### The exercise
Find every line in the rows below that contains the word "shirt" and copy each of those lines in full.

### Records for this task
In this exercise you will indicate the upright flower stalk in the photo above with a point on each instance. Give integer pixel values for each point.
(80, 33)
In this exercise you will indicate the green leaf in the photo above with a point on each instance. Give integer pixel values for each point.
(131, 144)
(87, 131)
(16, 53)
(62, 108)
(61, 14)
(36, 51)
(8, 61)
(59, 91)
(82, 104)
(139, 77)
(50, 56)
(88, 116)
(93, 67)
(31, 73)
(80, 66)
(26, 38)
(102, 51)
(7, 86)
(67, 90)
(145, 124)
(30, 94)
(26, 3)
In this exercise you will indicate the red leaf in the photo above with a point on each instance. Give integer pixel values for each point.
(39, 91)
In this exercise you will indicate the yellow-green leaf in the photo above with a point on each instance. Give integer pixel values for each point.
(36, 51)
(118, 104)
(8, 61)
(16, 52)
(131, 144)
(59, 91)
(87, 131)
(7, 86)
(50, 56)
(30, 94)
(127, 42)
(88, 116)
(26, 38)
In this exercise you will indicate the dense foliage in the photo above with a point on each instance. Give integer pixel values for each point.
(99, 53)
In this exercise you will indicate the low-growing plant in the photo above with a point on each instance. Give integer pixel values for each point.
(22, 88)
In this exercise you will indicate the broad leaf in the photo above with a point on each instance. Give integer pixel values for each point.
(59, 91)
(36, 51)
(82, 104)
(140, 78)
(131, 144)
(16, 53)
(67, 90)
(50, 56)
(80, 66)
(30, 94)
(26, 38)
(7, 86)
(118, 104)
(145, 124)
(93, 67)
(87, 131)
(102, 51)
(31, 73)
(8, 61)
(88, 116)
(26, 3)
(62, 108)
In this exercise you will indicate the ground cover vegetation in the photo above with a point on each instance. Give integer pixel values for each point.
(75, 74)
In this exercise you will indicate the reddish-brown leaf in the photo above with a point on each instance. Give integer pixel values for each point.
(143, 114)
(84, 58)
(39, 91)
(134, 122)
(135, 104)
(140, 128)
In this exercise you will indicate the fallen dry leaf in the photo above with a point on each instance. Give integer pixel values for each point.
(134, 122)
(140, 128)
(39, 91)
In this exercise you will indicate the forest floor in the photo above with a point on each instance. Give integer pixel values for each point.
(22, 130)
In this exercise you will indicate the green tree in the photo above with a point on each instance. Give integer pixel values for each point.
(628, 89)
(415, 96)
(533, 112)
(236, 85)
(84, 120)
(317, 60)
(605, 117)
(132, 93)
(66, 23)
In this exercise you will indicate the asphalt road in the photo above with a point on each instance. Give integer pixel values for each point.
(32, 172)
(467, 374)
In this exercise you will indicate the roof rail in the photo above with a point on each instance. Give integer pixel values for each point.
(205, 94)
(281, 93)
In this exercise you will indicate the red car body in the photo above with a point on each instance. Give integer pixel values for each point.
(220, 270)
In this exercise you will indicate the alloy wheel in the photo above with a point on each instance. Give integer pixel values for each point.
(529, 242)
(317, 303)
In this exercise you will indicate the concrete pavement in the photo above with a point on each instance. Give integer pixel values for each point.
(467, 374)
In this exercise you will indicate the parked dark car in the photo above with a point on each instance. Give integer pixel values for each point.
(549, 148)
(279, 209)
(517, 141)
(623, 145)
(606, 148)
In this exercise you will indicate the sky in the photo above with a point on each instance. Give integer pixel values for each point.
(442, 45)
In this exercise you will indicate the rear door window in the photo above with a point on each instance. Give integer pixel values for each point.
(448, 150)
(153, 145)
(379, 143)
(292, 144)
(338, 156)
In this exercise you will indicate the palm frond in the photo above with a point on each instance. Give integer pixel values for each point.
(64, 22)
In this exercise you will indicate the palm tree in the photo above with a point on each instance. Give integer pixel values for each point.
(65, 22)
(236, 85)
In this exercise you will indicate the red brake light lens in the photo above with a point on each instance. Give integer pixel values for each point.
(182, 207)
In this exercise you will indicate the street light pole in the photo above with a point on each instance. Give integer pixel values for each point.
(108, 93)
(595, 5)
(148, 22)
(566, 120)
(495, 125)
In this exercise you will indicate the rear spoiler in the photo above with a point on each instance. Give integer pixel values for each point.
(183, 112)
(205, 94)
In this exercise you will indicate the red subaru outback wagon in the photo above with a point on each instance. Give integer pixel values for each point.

==

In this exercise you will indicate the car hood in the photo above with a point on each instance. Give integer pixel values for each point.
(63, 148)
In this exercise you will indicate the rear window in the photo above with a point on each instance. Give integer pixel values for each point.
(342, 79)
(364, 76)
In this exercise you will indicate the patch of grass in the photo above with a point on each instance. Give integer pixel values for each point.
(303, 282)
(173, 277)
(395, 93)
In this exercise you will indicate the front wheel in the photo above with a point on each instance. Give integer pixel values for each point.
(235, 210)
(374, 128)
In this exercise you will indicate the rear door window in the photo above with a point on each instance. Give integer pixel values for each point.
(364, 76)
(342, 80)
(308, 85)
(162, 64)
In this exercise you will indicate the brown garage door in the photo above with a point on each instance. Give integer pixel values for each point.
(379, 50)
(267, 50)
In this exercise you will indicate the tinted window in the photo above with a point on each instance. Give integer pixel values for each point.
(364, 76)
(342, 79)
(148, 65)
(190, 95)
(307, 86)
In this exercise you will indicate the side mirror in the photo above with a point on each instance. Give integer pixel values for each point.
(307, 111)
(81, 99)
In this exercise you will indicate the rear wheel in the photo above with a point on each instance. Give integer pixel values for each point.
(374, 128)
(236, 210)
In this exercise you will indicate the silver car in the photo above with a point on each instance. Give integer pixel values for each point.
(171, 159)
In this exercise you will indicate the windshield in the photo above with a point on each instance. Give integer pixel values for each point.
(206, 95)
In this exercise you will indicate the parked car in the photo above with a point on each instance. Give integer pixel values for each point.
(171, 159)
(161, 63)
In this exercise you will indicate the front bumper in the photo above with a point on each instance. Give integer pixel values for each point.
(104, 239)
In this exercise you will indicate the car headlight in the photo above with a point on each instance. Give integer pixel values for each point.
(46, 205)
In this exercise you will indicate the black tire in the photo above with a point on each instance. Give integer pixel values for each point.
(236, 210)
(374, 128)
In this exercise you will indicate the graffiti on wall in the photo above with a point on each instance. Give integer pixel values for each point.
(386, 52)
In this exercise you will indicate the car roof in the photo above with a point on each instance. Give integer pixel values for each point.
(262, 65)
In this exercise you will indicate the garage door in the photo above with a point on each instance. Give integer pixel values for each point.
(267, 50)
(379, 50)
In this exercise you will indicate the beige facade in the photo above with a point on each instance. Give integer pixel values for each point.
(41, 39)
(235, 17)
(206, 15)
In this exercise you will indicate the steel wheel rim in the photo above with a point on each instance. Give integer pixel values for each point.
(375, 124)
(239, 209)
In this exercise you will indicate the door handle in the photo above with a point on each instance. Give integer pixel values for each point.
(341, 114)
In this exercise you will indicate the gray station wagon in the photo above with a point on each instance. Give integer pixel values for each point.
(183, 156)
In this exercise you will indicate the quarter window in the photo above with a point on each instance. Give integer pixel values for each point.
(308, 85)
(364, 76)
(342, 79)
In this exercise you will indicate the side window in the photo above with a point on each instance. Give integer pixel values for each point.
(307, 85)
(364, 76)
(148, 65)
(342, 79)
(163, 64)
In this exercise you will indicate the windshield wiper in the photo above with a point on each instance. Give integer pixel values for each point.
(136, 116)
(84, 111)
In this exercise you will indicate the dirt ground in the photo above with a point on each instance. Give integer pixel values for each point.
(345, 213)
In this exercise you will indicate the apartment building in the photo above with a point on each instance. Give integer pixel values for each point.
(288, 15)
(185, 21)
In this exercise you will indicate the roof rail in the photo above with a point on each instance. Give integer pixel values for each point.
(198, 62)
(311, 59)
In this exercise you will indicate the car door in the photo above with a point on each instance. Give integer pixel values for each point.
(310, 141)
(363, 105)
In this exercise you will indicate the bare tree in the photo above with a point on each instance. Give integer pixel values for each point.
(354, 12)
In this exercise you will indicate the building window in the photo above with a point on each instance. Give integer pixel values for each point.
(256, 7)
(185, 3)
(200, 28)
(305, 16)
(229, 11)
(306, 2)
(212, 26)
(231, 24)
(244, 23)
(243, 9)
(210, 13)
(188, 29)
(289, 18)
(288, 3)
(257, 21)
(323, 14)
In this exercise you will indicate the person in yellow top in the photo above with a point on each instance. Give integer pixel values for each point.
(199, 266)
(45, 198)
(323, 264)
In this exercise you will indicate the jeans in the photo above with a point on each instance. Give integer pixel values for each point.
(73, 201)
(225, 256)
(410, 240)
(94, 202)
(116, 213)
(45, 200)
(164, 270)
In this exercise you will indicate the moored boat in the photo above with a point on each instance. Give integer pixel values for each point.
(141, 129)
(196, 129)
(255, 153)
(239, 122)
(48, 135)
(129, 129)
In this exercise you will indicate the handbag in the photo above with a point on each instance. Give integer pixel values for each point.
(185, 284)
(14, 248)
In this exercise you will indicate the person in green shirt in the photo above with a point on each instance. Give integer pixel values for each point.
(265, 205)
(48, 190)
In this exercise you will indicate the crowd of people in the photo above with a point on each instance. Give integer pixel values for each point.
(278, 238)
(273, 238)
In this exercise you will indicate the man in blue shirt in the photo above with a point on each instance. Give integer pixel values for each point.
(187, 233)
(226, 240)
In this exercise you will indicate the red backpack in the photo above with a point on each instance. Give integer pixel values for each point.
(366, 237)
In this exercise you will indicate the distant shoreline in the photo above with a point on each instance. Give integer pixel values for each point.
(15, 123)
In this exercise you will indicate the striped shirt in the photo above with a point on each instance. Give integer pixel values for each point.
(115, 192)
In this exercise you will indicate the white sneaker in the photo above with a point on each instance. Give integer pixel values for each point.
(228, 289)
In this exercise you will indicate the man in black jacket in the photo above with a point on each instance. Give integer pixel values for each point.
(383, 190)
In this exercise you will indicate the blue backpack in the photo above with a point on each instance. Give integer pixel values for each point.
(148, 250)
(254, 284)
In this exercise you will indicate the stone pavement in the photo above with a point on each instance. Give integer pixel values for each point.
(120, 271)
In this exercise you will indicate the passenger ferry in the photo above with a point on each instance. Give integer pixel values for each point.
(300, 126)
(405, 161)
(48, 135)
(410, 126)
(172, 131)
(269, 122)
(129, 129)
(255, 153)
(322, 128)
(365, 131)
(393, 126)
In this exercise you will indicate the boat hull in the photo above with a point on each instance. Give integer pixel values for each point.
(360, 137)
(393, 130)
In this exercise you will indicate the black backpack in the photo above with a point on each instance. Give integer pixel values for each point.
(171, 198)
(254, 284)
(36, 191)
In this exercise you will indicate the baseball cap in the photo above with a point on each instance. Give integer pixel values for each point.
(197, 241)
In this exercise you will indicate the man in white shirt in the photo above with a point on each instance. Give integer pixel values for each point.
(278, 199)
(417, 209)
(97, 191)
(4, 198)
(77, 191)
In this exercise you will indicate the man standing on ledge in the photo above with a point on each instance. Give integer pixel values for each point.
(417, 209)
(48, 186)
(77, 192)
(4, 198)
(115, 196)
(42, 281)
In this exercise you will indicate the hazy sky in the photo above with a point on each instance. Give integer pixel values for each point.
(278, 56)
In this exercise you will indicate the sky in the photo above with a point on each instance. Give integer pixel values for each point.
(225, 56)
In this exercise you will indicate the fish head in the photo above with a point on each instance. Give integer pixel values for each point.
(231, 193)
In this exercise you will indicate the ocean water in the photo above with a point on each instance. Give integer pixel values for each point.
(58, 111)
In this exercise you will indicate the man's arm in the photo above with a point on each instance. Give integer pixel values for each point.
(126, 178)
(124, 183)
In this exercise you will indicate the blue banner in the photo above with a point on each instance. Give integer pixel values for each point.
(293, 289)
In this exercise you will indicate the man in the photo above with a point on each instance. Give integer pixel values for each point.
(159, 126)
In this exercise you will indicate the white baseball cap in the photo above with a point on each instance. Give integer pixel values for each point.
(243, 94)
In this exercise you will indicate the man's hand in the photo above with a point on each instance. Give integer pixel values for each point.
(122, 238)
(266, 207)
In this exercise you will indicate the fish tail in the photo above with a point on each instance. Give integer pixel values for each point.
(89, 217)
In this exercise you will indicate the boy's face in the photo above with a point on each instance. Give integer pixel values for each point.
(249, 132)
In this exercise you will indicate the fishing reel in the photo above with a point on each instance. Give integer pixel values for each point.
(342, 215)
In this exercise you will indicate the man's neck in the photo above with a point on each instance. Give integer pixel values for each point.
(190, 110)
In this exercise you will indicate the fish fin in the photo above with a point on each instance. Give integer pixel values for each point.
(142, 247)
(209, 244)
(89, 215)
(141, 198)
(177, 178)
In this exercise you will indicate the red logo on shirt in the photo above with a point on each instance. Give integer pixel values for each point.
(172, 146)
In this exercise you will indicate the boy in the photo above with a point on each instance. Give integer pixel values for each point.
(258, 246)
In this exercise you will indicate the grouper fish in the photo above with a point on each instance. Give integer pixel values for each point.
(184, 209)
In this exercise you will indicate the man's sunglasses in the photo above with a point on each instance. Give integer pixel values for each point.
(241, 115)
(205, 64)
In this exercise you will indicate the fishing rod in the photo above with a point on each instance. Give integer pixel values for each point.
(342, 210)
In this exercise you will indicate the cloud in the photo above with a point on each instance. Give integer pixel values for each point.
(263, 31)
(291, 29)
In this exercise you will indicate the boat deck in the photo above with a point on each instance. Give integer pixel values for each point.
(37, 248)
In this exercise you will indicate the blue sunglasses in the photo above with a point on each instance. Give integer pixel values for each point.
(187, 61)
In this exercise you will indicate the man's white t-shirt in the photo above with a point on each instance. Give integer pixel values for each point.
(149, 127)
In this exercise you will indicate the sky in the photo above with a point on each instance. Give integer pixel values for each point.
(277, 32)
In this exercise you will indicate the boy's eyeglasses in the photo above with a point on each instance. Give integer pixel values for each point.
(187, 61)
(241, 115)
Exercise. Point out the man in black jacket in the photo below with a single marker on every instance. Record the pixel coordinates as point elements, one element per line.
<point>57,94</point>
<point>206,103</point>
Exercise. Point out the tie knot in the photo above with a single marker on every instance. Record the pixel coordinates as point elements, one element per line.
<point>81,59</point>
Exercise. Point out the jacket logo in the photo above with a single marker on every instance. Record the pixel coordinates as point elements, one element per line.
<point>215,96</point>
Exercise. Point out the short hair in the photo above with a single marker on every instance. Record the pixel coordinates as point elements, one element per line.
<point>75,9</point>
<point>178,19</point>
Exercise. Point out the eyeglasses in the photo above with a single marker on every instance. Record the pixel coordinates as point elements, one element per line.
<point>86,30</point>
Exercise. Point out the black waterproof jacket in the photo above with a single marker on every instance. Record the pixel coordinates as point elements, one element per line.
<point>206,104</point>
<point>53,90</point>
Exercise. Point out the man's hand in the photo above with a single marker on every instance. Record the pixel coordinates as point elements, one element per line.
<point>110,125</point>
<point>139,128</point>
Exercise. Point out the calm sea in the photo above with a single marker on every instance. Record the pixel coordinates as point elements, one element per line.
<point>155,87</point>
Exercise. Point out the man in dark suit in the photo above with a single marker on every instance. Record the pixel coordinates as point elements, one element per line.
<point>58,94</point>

* * *

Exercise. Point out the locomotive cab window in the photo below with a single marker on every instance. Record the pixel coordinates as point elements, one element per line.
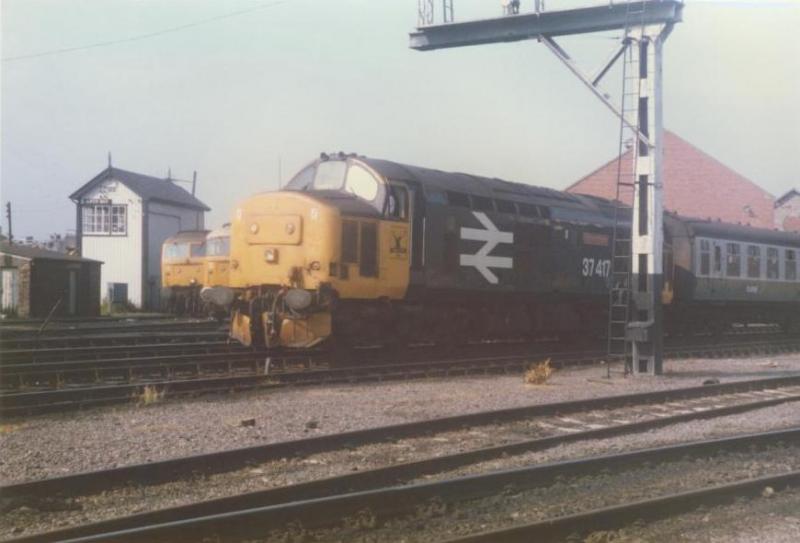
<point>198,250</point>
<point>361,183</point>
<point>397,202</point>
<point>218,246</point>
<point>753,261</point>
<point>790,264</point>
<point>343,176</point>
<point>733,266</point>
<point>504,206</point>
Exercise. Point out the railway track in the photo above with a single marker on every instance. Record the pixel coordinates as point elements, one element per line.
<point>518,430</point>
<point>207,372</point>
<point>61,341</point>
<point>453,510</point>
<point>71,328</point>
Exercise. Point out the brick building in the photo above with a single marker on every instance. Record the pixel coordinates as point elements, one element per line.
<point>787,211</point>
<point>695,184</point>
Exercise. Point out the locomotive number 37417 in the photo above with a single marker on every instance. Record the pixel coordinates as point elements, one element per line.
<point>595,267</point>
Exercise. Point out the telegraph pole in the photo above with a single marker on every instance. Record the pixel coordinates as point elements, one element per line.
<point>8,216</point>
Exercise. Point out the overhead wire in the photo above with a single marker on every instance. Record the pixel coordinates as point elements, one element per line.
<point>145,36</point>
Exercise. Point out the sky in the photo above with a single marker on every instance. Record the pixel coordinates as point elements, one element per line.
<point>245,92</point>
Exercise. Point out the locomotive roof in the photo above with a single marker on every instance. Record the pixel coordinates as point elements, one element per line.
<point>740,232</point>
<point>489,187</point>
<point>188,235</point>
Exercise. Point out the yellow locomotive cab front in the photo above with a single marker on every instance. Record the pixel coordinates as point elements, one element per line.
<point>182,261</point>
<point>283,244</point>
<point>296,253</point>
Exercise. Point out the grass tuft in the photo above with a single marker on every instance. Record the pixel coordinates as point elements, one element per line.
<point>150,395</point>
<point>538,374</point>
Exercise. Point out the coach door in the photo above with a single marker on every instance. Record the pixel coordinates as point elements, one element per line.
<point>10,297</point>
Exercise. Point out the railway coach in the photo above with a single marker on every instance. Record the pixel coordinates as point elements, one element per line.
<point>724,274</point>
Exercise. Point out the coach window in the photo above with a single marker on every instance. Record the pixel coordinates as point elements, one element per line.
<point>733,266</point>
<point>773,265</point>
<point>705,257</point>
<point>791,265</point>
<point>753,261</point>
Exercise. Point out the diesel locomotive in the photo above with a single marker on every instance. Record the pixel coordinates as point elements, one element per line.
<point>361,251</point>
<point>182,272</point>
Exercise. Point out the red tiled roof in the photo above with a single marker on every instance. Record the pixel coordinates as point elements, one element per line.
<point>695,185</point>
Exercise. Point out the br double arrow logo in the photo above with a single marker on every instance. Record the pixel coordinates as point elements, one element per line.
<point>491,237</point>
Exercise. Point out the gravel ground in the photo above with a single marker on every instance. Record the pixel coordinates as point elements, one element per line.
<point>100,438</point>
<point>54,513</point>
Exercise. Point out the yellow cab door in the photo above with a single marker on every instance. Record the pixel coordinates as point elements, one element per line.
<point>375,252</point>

### Expected answer
In this exercise you will indicate the person in green shirt in the photo above with a point on each instance. Give integer pixel values for each point.
In this exercise you will indicate the man in blue shirt in the photo above with a point on each instance. Give integer pixel values for each point.
In this exercise you will indicate the striped shirt in the photo above with a point on each instance. Give integer pixel values for each point.
In this exercise you will indicate the man in white shirt in the photo above with a point on each instance. Give integer pixel values for each point.
In this exercise you will indicate the red logo on shirt in the photo above with a point on each instance. Give integer pixel values for each point.
In this exercise you will indicate the man's white t-shirt in the photo above with a point on each instance. Give integer pixel values for each point.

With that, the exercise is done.